-- start Document text --

Swing Shift is a 1984 American romantic-drama directed by Jonathan Demme, and produced by and starring Goldie Hawn, with Kurt Russell. It also features Christine Lahti, Fred Ward, Ed Harris and Holly Hunter, in one of her earlier movie roles. The film was a box office bomb, grossing just $6.6 million against its $15 million budget. Lahti earned a nomination for the Academy Award for Best Supporting Actress.

Plot
Jack Walsh enlists as a U.S. Naval Seaman shortly after the Japanese attack at Pearl Harbor, at the start of US involvement in World War II. His wife Kay signs up to work in an armaments factory in California while he is overseas in naval service. 

Through the factory, the lonely and vulnerable Kay finally befriends her neighbor Hazel, a club singer. Months pass with Lucky, another factory worker and musician, hitting on her weekly until finally she agrees to go out with him after five months. Soon after arriving on their date, Kay spots her landlords, ducking out before they can spot her. She tells Lucky she can't as she's married, and goes home alone.

A short time later, the factory throws a party on the weekend to celebrate their success. Kay and Hazel eventually convince each other to go. At the jamboree Kay finally sees Lucky play the trumpet. This time she lets him take her home, finally falling for his charms. 

The three of them enjoy their time together until Kay's husband comes home by surprise in the summer of 1944 on a 48h secret leave. Finding them at Hazel's, Jack collects Kay to their house.

-- end Document text --
-- start Data lines --

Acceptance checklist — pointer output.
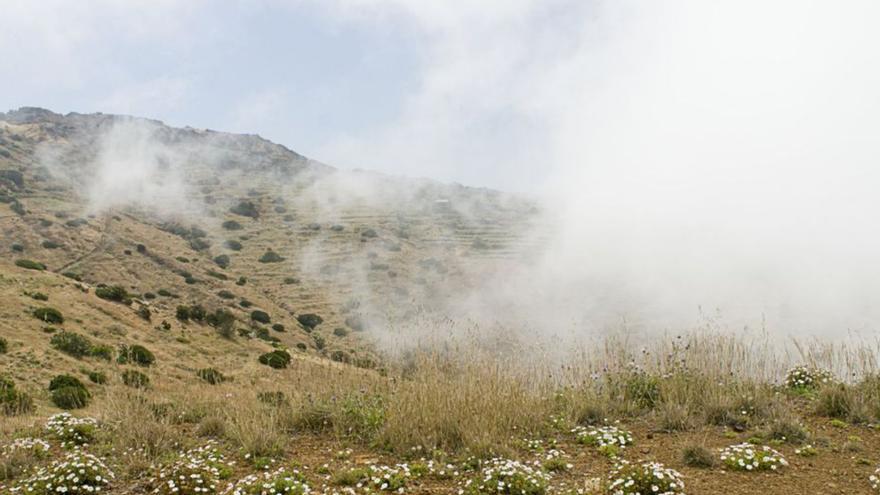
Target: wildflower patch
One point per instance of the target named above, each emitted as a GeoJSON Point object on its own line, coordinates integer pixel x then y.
{"type": "Point", "coordinates": [748, 457]}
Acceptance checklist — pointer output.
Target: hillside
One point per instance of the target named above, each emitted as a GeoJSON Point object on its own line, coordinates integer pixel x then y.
{"type": "Point", "coordinates": [120, 201]}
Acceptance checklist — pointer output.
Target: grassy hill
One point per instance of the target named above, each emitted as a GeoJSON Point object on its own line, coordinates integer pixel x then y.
{"type": "Point", "coordinates": [214, 309]}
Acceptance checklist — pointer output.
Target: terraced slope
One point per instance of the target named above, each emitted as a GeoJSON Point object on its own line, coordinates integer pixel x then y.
{"type": "Point", "coordinates": [181, 217]}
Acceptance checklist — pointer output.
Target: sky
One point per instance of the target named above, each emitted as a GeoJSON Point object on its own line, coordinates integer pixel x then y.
{"type": "Point", "coordinates": [692, 153]}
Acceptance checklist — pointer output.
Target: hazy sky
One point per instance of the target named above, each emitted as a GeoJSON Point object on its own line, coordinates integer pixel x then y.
{"type": "Point", "coordinates": [701, 153]}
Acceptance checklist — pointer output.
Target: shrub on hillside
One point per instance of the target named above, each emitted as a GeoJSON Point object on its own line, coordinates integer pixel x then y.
{"type": "Point", "coordinates": [49, 315]}
{"type": "Point", "coordinates": [115, 293]}
{"type": "Point", "coordinates": [276, 359]}
{"type": "Point", "coordinates": [135, 354]}
{"type": "Point", "coordinates": [260, 316]}
{"type": "Point", "coordinates": [72, 344]}
{"type": "Point", "coordinates": [68, 392]}
{"type": "Point", "coordinates": [12, 401]}
{"type": "Point", "coordinates": [246, 209]}
{"type": "Point", "coordinates": [135, 379]}
{"type": "Point", "coordinates": [211, 375]}
{"type": "Point", "coordinates": [98, 377]}
{"type": "Point", "coordinates": [223, 321]}
{"type": "Point", "coordinates": [271, 257]}
{"type": "Point", "coordinates": [309, 320]}
{"type": "Point", "coordinates": [30, 265]}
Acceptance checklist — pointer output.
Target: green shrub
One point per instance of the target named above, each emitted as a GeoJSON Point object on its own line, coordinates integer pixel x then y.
{"type": "Point", "coordinates": [114, 293]}
{"type": "Point", "coordinates": [211, 376]}
{"type": "Point", "coordinates": [271, 257]}
{"type": "Point", "coordinates": [68, 392]}
{"type": "Point", "coordinates": [49, 315]}
{"type": "Point", "coordinates": [276, 359]}
{"type": "Point", "coordinates": [30, 265]}
{"type": "Point", "coordinates": [101, 351]}
{"type": "Point", "coordinates": [72, 344]}
{"type": "Point", "coordinates": [340, 357]}
{"type": "Point", "coordinates": [309, 320]}
{"type": "Point", "coordinates": [98, 377]}
{"type": "Point", "coordinates": [260, 316]}
{"type": "Point", "coordinates": [135, 379]}
{"type": "Point", "coordinates": [135, 354]}
{"type": "Point", "coordinates": [223, 321]}
{"type": "Point", "coordinates": [182, 313]}
{"type": "Point", "coordinates": [246, 209]}
{"type": "Point", "coordinates": [62, 381]}
{"type": "Point", "coordinates": [12, 401]}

-- end Data lines --

● **List of tasks**:
[1] Duplicate the passage of the Swing Shift film summary that opens with the words containing "The three of" and closes with "to their house.".
[2] How many lines of the records contain the string "hillside"? Reply with the number alone.

● **The responses**:
[1]
The three of them enjoy their time together until Kay's husband comes home by surprise in the summer of 1944 on a 48h secret leave. Finding them at Hazel's, Jack collects Kay to their house.

[2] 2